## [Recorded information]
****
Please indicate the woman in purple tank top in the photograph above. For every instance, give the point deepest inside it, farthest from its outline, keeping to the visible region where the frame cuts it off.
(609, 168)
****
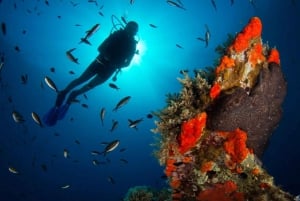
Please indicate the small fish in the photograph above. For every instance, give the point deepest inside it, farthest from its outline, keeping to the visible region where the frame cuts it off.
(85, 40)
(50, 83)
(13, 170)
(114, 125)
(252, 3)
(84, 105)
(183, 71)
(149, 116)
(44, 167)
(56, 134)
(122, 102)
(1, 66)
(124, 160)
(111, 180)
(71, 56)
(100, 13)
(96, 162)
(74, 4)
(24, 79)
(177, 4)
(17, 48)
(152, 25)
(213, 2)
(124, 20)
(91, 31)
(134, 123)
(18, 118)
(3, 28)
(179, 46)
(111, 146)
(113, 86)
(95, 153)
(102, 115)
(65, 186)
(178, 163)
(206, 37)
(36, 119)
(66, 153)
****
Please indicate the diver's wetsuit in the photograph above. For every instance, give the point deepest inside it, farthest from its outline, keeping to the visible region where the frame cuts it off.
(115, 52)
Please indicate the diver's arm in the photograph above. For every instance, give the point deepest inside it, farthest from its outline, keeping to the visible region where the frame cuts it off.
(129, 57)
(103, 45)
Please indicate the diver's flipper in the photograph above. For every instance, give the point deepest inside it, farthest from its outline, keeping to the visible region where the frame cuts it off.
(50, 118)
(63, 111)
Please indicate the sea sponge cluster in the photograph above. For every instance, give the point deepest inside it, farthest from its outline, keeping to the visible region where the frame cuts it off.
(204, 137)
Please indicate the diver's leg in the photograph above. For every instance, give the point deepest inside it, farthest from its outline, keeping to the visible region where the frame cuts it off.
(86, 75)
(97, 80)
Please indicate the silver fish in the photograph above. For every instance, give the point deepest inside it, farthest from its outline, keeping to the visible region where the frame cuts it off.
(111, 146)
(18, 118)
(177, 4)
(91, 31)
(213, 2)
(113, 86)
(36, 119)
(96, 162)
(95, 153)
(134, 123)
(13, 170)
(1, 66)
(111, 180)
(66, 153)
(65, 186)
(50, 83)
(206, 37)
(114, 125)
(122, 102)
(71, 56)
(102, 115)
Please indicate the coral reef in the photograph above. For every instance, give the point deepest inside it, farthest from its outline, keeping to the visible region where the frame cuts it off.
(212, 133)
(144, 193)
****
## [The task]
List every line in the material above that contains the word "diver", copying each one in full.

## [Solution to the exercise]
Please indicate the diver's wetsuit in the photograph above. For every instance, give the point deepest inside it, farthest from its outline, keeping to the visible region where the frame cuts it off.
Please indicate the diver's arm in the photograph above. For every instance, give the point deepest inside it, farthest from its outline, keeping to the visible region where the frame cuts it off.
Please indicate the diver's flipper in the photograph above. For every instance, give the point deepest inside it, farthest from its outline, keeping to the visible region where the frame cuts it off.
Please indicate the diver's leg in the photograph above. For every instance, give the point deepest inside it, farthest from its outline, keeping to the visible region where the frame cuts it off.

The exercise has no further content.